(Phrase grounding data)
──────────
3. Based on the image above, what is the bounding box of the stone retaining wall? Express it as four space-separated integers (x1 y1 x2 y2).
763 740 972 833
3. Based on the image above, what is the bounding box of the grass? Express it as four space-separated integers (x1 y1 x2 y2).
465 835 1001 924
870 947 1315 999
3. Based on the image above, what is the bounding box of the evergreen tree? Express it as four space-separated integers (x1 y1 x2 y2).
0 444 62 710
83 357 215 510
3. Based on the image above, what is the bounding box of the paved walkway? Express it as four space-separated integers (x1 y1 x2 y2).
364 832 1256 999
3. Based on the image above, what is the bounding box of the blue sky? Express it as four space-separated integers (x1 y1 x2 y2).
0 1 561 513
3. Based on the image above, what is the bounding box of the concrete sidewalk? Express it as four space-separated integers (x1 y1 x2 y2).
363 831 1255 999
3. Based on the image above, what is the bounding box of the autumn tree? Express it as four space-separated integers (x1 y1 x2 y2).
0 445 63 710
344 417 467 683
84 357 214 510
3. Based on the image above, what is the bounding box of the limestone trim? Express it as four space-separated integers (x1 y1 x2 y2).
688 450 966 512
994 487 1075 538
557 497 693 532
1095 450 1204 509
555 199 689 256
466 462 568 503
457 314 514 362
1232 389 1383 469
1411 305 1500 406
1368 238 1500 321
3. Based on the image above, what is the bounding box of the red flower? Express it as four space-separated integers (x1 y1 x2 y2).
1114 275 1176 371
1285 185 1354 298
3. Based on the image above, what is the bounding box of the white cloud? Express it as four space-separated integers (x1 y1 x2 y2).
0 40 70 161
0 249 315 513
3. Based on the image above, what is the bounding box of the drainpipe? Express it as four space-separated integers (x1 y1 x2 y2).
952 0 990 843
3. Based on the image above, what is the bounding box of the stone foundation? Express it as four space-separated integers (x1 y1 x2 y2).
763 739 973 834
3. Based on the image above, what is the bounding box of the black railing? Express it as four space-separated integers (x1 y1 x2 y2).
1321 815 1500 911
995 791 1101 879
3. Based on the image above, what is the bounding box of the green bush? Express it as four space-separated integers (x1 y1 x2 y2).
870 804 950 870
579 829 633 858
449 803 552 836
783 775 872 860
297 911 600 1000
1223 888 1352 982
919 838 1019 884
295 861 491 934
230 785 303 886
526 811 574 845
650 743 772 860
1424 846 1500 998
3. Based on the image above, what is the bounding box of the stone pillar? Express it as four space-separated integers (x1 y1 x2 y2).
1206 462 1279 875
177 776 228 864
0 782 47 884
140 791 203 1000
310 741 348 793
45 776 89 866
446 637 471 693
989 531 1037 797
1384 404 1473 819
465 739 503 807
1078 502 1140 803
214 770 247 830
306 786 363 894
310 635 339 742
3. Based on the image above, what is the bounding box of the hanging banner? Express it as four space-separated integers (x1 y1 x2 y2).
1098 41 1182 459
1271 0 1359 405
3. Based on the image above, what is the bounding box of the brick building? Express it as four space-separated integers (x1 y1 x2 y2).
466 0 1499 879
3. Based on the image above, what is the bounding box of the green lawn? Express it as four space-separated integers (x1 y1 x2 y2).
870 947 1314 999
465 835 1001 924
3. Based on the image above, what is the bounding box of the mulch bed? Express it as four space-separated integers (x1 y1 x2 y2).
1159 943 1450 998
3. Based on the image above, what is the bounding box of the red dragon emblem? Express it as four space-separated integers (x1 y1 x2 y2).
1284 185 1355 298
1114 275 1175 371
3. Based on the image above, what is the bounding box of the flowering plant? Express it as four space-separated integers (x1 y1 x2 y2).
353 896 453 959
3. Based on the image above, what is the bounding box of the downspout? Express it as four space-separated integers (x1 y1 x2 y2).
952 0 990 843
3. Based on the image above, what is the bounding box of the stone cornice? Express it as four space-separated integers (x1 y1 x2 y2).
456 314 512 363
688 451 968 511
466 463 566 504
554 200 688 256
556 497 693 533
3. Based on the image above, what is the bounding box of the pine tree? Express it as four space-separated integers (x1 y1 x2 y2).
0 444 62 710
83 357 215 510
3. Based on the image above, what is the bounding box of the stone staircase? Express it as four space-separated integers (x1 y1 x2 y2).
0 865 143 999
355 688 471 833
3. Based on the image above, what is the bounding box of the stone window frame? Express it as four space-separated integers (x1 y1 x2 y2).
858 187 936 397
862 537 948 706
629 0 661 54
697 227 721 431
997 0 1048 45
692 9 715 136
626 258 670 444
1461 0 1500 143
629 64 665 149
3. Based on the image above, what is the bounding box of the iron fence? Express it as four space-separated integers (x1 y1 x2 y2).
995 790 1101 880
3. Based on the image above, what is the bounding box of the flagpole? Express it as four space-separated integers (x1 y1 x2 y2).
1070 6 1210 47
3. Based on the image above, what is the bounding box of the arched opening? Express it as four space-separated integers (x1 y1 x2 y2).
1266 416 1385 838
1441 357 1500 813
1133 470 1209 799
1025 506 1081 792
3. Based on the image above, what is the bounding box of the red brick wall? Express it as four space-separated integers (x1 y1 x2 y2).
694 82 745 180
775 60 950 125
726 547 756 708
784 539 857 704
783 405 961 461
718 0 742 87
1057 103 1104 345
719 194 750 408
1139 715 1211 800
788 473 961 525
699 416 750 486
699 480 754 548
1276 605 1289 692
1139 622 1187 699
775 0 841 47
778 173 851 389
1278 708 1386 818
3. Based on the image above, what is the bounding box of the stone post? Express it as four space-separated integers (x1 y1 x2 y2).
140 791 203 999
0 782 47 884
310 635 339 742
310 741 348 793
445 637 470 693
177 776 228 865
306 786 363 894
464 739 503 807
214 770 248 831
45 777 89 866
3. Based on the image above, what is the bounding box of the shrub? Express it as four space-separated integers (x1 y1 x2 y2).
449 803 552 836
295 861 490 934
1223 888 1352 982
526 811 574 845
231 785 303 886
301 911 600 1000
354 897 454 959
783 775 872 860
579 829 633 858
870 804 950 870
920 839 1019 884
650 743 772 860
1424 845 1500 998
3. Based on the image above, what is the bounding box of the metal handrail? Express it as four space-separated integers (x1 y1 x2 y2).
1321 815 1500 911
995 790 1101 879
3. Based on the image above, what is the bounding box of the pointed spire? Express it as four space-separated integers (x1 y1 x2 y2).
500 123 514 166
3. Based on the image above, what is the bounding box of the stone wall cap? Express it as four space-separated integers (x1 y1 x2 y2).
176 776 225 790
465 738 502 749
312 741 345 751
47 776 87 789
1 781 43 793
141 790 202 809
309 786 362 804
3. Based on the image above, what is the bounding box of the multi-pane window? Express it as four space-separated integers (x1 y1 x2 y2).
──────────
Each record above is to be reproduced verbatim.

* [Exercise response]:
3. Based on the image above, what is the bounding box of the stone retaining wall? Express it as four space-separated integers (x1 y1 x2 y2).
763 740 972 833
3. Based on the image above, what is the bounding box of the grass? Express it as four space-separated integers (x1 y1 x2 y2).
465 835 1001 924
870 947 1315 999
3. Based on the image above, what is the bounding box of the evergreen tree? Express it as four space-separated integers (x1 y1 x2 y2).
0 444 62 710
83 357 215 510
3. Based on the image above, what is the bounding box of the paved walkway? Express it as four space-separated integers (x1 y1 x2 y2).
364 832 1256 999
3. Based on the image above, what is the bounding box of the blue sky? Express it as four space-separated integers (x1 y1 x2 y2).
0 1 561 513
3. Based on the image above, what is the bounding box of the concrete sidewalk? Express it as four space-separated integers (x1 y1 x2 y2).
363 831 1255 999
3. Based on the image above, what is the bounding box of the autumn tree? Express it as four space-separated integers (x1 y1 x2 y2).
0 445 63 710
344 417 467 683
84 357 214 510
3. Based on the image above, what is the bounding box of the limestone trim? Express it as four space-separated integers (x1 y1 x2 y2).
688 450 966 512
994 487 1075 538
557 497 693 532
1095 450 1204 509
555 199 689 256
466 462 568 503
457 314 514 362
1232 389 1383 469
1411 305 1500 406
1368 238 1500 321
3. Based on the image above, what is the bounding box of the red flower? Express it as four space-separated integers (x1 y1 x2 y2).
1114 275 1176 371
1285 185 1354 298
3. Based on the image above, what is the bounding box of the white cloud? Express it as four space-separated integers (x1 y1 x2 y2).
0 40 70 161
0 249 315 513
3. Based on the image above, what is the bounding box of the drainpipe? Express it as four space-separated integers (x1 y1 x2 y2).
952 0 990 843
3. Based on the image above, what is the bounding box of the stone foundation? Express it as four space-separated integers (x1 y1 x2 y2).
763 739 973 834
3. Based on the image above, what is the bounding box of the black railing? Express it as four space-separated integers (x1 y1 x2 y2).
1321 815 1500 911
995 791 1101 879
3. Based on the image above, what is the bounding box of the green bush? Express it as four space-separated integers (x1 y1 x2 y2).
870 804 950 870
579 829 633 858
449 803 552 836
783 775 872 860
297 911 600 1000
1223 888 1352 982
919 838 1019 884
295 861 491 934
230 785 303 886
526 811 574 845
650 743 772 860
1424 846 1500 998
3. Based on the image above, what is the bounding box of the stone pillar? Express it as four space-separated integers (x1 y1 x2 y2).
1206 462 1279 875
177 776 228 864
0 782 47 884
140 791 203 1000
310 741 348 793
45 776 89 866
446 637 471 693
989 531 1037 797
1384 404 1473 819
465 739 503 807
1078 502 1140 803
214 770 247 830
306 786 363 894
310 635 339 742
3. Based on the image above, what is the bounding box of the hanging banner? Express it as four space-separated integers (x1 y1 x2 y2).
1098 41 1182 459
1271 0 1359 405
3. Based on the image above, what is the bounding box of the brick building? Express it as four space-separated integers (x1 y1 x2 y2).
466 0 1499 879
3. Based on the image above, what is the bounding box of the green lawn? Express it as four space-separated integers (x1 y1 x2 y2).
870 947 1314 999
465 835 1001 924
3. Based on the image above, what is the bounding box of the mulch bed? Express it as four space-separated integers (x1 y1 x2 y2).
1159 943 1450 998
3. Based on the image above, what is the bounding box of the red dragon emblem? Express it as four space-separated integers (x1 y1 x2 y2).
1284 185 1355 298
1114 275 1175 371
3. Based on the image above, what is the bounding box of the flowering plant? Express it as four space-separated integers (x1 y1 x2 y2).
353 896 453 959
3. Based on the image above, what is the bounding box of the downspout? Express it as four space-separated integers (x1 y1 x2 y2).
952 0 990 843
3. Based on the image above, what is the bounding box of the stone cornice? Express it as four space-separated integers (x1 y1 x2 y2).
456 314 512 363
688 451 968 511
466 463 566 504
554 200 688 256
556 497 693 533
3. Based on the image above, what is the bounding box of the pine tree? Express it as four space-separated integers (x1 y1 x2 y2).
0 444 62 710
83 357 215 510
3. Based on the image above, what is the bounding box of the stone staircase? Express it as four space-separated integers (x1 y1 x2 y2).
0 865 143 999
355 688 471 833
3. Based on the image above, what is the bounding box of the stone window frame? Express it as four space-separated integers (x1 y1 x2 y2).
858 187 936 397
862 537 948 706
629 0 661 54
697 227 721 431
997 0 1048 45
692 9 715 136
626 258 670 444
1461 0 1500 143
629 64 665 149
3. Based on the image above, what is the bounding box of the iron fence? Express it as four space-separated integers (x1 y1 x2 y2).
995 790 1101 880
3. Based on the image above, what is the bounding box of the flagpole? Express it as four space-separated integers (x1 y1 x2 y2).
1070 6 1210 47
3. Based on the image above, what is the bounding box of the arched opening? Express it as four space-separated integers (x1 y1 x2 y2).
1266 416 1385 838
1441 357 1500 813
1133 470 1209 799
1025 506 1081 792
3. Based on the image above, what is the bounding box of the red brick wall? Express it as four space-separated integers (x1 y1 x2 y2).
694 82 745 180
775 60 950 125
726 547 756 708
784 539 857 704
783 405 961 461
718 0 742 87
1057 103 1104 345
719 194 750 408
1139 715 1211 800
788 473 961 525
699 416 750 486
699 480 754 548
1276 605 1289 692
1139 622 1187 699
775 0 841 47
778 173 851 389
1278 708 1386 818
3. Based on the image above, what is the bounding box of the stone post? Express it as four space-separated integers (x1 y1 x2 y2).
140 791 203 999
0 782 47 884
310 635 339 742
310 741 348 793
445 637 470 693
177 776 228 865
306 786 363 894
464 739 503 807
214 770 248 831
45 777 89 866
3. Based on the image above, what is the bounding box of the shrub? Express it as four space-separated integers (x1 y1 x2 y2).
449 803 552 836
295 861 490 934
1223 888 1352 982
526 811 574 845
231 785 303 886
301 911 600 1000
354 897 454 959
783 775 872 860
579 829 633 858
870 804 950 870
920 839 1019 884
650 743 772 860
1424 845 1500 998
3. Based on the image above, what is the bounding box of the metal handrail? Express it as four space-separated integers (x1 y1 x2 y2).
1321 815 1500 911
995 790 1101 879
3. Based on the image above, what is the bounding box of the pointed spire? Express it as four space-separated integers (x1 y1 x2 y2).
500 123 514 166
3. Based on the image above, what is the bounding box of the stone wall cap? Express it as four space-separated integers (x1 y1 x2 y2).
176 776 225 790
465 738 502 749
312 741 345 751
47 776 87 789
1 781 43 793
141 790 202 809
309 786 362 804
3. Based on the image above, what is the bounding box of the multi-pane window? Express it as four space-separated integers (x1 y1 x2 y2).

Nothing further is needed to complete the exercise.